• _Source data_
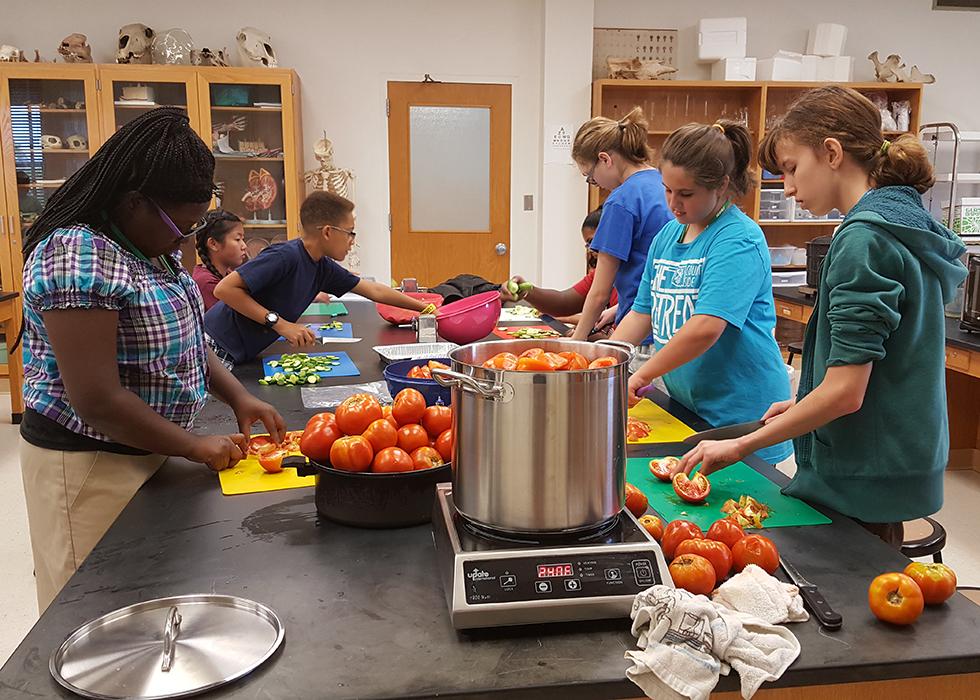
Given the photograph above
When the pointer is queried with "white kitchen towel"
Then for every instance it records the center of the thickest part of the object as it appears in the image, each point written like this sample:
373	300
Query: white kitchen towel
756	593
686	641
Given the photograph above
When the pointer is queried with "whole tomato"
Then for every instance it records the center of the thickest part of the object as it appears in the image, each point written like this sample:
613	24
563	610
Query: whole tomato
392	459
717	553
357	412
351	453
636	500
386	412
381	434
318	438
272	461
676	532
408	407
575	361
726	531
895	598
937	581
601	362
663	468
758	550
692	489
653	525
444	445
426	458
411	437
693	573
437	419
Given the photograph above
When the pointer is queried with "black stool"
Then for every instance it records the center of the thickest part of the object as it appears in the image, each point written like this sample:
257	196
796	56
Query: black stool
932	544
793	349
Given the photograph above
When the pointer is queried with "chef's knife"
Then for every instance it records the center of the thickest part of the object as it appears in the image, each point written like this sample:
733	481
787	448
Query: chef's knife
813	598
728	432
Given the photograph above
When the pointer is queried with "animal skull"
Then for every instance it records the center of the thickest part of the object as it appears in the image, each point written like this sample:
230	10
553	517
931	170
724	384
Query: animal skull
75	49
172	47
255	48
10	54
134	44
76	142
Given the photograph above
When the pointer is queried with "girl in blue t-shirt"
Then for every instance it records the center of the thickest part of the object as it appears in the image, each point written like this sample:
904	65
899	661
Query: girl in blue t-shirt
614	155
706	289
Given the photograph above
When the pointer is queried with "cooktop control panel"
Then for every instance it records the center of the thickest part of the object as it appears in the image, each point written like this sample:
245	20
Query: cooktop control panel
531	578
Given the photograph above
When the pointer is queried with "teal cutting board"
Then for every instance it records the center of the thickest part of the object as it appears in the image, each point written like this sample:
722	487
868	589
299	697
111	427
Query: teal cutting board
731	482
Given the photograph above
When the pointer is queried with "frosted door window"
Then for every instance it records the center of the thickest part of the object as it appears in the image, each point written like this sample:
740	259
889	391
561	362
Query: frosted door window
450	168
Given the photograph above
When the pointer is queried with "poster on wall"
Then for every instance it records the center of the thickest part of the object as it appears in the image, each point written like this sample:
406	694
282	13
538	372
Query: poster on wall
558	143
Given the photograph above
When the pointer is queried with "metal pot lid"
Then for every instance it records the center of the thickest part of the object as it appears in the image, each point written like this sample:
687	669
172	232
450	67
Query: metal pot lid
167	648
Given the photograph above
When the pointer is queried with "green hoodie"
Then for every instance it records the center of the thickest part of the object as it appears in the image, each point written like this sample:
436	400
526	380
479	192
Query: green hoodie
889	271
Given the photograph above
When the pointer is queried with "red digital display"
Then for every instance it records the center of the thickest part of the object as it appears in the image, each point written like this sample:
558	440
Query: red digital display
554	570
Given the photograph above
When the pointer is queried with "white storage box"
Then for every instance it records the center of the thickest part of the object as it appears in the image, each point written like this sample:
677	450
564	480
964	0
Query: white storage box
826	40
837	69
721	38
810	67
785	65
733	69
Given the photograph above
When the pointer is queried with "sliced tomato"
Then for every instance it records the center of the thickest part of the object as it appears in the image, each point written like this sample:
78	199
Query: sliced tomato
692	489
663	468
601	362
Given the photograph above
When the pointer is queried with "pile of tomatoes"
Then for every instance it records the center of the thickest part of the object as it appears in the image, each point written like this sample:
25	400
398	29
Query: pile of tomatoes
364	436
899	598
700	561
537	360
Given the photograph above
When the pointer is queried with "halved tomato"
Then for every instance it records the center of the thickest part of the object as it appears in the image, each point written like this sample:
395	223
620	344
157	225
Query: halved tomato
662	468
692	490
601	362
575	360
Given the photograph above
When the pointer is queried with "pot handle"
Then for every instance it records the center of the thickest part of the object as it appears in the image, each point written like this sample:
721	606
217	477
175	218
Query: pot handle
622	345
451	379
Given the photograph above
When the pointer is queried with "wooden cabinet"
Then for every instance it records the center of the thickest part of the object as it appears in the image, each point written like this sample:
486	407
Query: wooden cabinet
669	104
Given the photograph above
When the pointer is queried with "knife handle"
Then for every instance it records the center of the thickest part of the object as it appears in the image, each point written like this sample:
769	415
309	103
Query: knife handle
818	605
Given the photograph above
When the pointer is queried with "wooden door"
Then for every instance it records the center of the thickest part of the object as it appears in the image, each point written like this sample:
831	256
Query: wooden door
450	198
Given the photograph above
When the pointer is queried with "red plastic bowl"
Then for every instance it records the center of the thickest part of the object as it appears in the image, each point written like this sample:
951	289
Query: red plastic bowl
397	316
470	319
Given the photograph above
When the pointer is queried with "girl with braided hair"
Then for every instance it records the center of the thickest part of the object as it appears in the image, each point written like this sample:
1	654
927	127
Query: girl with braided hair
117	368
221	248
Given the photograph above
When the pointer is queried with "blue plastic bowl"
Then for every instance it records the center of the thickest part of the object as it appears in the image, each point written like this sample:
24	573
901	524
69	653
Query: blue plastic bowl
396	376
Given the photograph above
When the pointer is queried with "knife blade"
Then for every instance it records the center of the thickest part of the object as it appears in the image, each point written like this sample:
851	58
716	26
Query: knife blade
727	432
813	598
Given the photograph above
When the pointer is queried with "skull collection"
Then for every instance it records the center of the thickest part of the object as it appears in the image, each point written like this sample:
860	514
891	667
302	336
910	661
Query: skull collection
134	45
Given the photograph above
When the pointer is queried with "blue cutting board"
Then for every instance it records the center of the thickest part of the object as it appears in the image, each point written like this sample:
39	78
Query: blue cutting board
346	332
346	368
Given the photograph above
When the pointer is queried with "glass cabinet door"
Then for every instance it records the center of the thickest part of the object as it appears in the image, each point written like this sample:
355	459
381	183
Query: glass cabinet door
50	131
250	132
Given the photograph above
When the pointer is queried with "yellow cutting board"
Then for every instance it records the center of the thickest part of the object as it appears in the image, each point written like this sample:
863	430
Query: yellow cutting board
248	476
663	426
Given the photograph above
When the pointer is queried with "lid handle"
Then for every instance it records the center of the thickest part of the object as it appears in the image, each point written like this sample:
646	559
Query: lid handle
170	634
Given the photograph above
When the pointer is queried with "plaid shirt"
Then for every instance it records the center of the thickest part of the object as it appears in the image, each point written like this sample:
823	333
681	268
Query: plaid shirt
160	343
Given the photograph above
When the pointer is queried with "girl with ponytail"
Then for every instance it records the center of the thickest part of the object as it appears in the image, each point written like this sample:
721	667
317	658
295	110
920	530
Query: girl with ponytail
613	154
869	422
221	248
707	287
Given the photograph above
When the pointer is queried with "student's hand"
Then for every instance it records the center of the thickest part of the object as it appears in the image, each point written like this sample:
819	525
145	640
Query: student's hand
777	408
250	410
712	455
296	334
218	451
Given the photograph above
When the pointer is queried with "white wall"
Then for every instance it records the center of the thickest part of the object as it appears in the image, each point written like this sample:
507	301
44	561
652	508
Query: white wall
940	42
344	53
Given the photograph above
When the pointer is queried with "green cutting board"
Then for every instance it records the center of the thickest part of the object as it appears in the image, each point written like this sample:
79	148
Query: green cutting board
731	482
334	308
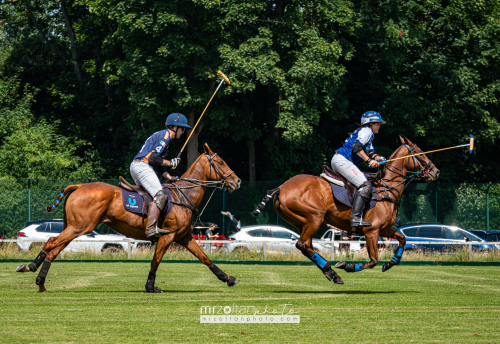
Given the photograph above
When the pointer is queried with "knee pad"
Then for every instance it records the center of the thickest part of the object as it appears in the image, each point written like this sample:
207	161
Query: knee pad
366	191
161	199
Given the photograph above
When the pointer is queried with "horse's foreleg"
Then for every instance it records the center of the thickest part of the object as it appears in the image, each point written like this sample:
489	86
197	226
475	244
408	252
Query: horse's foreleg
398	253
372	247
304	244
192	246
162	246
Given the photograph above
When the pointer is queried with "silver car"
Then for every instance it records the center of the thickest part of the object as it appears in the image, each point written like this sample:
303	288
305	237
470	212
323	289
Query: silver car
276	238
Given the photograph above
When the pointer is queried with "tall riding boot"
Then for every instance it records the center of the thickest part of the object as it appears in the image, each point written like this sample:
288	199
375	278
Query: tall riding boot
152	229
357	212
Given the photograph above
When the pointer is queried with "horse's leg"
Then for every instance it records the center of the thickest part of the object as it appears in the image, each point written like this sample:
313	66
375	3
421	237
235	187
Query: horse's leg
398	253
372	247
162	246
49	252
192	246
304	244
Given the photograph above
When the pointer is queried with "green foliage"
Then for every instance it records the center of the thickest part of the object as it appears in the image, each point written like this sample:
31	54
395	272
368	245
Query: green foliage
33	148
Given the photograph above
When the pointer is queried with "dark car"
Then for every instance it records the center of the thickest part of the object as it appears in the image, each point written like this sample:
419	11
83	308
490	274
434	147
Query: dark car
487	235
441	236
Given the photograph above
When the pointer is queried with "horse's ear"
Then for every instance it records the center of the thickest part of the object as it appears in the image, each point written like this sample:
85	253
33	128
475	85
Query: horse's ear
207	149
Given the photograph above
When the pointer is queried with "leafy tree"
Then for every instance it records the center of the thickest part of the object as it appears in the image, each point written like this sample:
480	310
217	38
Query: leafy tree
33	148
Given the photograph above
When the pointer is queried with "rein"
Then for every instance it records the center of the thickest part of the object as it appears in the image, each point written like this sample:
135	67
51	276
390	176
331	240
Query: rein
221	185
423	173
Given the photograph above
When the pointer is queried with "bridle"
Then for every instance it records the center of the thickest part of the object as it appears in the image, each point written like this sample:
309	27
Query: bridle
425	169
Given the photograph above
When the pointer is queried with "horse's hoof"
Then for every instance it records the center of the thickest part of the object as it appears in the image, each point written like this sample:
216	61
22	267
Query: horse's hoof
232	281
338	280
22	268
341	265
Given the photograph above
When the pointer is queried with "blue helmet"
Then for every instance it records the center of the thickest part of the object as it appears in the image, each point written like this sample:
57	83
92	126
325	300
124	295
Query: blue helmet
371	117
177	119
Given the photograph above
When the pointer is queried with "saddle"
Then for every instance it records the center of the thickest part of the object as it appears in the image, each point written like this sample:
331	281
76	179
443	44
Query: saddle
135	188
333	177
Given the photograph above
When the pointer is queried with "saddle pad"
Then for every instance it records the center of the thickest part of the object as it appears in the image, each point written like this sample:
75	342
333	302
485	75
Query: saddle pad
134	202
340	193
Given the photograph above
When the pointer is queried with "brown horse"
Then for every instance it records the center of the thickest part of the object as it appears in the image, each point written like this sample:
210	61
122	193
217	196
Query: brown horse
87	205
306	201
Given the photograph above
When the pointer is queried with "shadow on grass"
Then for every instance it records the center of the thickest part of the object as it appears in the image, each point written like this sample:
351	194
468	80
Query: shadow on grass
353	292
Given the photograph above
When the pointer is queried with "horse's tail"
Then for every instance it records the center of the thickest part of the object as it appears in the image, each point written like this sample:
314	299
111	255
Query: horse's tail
64	192
270	194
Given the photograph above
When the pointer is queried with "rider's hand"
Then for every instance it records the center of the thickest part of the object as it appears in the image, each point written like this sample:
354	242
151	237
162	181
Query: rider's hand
373	163
174	163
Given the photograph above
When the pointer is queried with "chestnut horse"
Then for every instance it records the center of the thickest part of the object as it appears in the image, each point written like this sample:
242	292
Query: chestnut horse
87	205
306	201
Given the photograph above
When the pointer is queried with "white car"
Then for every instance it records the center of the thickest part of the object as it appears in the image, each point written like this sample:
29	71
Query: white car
35	234
277	239
333	234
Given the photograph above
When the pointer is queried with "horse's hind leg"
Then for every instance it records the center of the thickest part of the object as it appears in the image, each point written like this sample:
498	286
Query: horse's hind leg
192	246
398	253
163	243
304	244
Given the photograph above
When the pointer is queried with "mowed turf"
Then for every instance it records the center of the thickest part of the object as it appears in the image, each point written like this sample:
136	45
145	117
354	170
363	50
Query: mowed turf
106	303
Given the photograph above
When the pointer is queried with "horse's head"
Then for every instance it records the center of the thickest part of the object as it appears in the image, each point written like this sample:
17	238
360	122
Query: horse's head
218	170
419	163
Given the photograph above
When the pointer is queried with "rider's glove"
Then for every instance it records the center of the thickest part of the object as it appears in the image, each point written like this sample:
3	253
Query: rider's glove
174	163
373	163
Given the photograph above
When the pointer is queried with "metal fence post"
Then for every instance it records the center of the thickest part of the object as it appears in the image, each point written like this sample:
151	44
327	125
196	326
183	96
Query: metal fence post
29	199
488	207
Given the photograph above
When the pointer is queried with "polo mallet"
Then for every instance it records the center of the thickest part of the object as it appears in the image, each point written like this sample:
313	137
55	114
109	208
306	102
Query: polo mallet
224	78
470	145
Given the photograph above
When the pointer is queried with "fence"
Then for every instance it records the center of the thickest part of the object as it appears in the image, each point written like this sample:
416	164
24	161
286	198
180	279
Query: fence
469	206
331	247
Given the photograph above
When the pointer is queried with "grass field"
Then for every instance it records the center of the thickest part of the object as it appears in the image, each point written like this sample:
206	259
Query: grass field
106	303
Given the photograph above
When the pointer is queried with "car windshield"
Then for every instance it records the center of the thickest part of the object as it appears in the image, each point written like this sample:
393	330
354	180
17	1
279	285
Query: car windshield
493	237
259	233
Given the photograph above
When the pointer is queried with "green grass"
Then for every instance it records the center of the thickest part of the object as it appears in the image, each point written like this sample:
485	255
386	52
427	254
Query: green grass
11	251
106	303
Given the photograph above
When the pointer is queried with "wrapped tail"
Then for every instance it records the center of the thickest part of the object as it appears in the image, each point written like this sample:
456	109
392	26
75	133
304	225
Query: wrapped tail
64	192
262	205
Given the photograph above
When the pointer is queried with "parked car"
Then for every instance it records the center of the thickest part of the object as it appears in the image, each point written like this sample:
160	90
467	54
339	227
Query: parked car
199	230
441	235
333	234
486	235
36	233
276	238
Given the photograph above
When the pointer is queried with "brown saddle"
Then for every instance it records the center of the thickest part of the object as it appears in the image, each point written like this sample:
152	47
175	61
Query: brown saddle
135	188
351	189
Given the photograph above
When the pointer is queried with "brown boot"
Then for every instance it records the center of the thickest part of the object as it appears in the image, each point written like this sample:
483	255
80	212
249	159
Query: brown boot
152	229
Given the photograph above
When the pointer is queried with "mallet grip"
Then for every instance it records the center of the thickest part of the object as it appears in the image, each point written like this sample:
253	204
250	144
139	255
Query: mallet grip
224	77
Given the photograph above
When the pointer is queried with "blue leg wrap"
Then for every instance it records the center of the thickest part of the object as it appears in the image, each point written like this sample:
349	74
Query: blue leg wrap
320	261
358	267
398	253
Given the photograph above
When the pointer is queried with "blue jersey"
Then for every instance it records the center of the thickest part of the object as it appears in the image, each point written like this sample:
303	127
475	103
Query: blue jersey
364	136
158	142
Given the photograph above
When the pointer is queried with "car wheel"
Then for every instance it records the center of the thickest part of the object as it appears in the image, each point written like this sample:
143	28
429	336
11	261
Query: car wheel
241	249
112	249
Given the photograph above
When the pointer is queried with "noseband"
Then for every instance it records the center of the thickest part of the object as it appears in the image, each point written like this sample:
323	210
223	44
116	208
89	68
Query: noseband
424	170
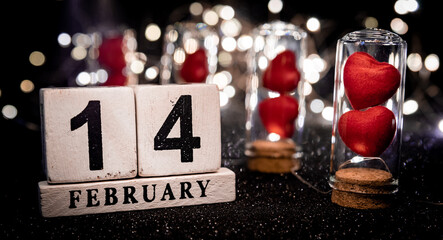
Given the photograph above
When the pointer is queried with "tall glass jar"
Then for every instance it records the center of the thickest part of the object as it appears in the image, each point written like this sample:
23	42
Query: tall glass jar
274	100
368	118
189	54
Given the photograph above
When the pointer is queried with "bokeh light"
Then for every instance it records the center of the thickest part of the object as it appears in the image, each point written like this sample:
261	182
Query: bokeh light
152	32
27	86
37	58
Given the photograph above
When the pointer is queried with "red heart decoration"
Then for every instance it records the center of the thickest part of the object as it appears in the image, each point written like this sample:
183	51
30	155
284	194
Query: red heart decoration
111	54
369	82
195	67
282	75
367	133
278	115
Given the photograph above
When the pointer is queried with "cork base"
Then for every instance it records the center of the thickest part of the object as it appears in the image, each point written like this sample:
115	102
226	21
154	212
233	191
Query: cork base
363	188
361	201
273	165
272	157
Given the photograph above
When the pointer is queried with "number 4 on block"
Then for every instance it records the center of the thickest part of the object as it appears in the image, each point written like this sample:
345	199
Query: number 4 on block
178	129
89	134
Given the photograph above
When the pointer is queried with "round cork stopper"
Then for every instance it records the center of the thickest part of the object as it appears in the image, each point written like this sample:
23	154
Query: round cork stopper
362	188
273	165
363	176
360	201
279	149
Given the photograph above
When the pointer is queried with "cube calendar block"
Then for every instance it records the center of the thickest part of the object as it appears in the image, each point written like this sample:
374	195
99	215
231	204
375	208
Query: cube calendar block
169	135
178	129
89	134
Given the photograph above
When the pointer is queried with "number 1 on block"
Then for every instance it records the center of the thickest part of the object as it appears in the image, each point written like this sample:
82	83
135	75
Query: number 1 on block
89	134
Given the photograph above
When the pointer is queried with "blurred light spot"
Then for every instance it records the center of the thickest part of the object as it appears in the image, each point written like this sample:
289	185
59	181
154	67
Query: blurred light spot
210	17
226	12
229	44
231	28
244	42
224	99
370	22
196	8
273	137
79	53
400	7
173	35
313	24
389	104
399	26
152	32
432	62
81	40
9	112
137	66
440	125
222	79
229	91
262	62
64	39
211	41
328	113
102	75
259	43
317	106
151	73
26	86
405	6
414	62
37	58
275	6
190	45
307	89
410	107
83	79
225	59
179	55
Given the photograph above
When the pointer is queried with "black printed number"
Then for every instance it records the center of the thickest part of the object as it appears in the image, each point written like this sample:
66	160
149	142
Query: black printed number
91	115
186	142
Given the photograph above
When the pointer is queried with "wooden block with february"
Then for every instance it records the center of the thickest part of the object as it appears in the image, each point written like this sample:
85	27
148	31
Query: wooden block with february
136	194
88	134
178	129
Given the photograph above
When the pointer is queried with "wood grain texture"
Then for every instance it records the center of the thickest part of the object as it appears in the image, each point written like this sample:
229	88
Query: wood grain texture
136	194
154	105
66	144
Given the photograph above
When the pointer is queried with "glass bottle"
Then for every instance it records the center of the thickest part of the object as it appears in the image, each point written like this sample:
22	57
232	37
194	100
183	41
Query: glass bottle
368	117
274	100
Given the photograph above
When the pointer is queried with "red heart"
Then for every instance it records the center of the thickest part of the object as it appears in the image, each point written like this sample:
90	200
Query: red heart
368	132
369	82
195	67
282	75
278	115
111	54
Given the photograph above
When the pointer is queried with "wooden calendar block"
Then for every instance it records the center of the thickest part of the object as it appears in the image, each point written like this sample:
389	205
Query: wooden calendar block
136	194
178	129
89	134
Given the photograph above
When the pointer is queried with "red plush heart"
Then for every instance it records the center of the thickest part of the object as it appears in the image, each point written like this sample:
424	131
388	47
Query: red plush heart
278	115
282	75
369	82
111	54
367	133
195	67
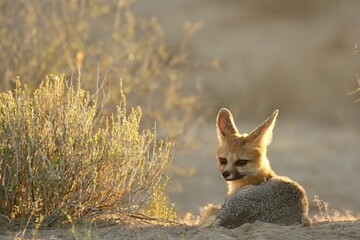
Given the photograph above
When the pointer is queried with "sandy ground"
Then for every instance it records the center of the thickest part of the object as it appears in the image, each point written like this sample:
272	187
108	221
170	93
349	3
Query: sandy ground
298	60
257	230
324	159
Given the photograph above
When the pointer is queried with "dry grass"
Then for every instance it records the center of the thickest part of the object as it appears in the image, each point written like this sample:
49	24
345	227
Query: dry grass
41	37
62	161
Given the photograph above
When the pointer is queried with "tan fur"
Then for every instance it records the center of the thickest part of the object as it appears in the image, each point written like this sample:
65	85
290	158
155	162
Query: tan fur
251	147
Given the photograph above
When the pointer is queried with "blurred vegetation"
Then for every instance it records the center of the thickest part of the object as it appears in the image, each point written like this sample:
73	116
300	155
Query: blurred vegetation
61	160
41	37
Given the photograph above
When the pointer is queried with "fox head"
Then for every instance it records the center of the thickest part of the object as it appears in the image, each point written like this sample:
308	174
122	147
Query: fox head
242	158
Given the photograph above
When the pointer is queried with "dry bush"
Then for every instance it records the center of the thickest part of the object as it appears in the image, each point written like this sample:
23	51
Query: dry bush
61	160
327	214
38	37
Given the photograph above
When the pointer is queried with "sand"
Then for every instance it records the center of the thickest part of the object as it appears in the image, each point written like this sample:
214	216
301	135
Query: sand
257	230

• _Challenge_
Copy out every line in the records above that contains the word "block", treating uppercase and lowercase letters as different.

• _Expected answer_
When the pointer is queried with "number 4 on block"
Query: number 4 on block
When the pointer is queried with "cube calendar block"
Query: cube calendar block
When the pointer is queried with "number 1 on block"
Query: number 1 on block
When the pointer is queried with "wooden block with february"
Query: wooden block with february
When the pointer is queried with "wooden calendar block"
Query: wooden calendar block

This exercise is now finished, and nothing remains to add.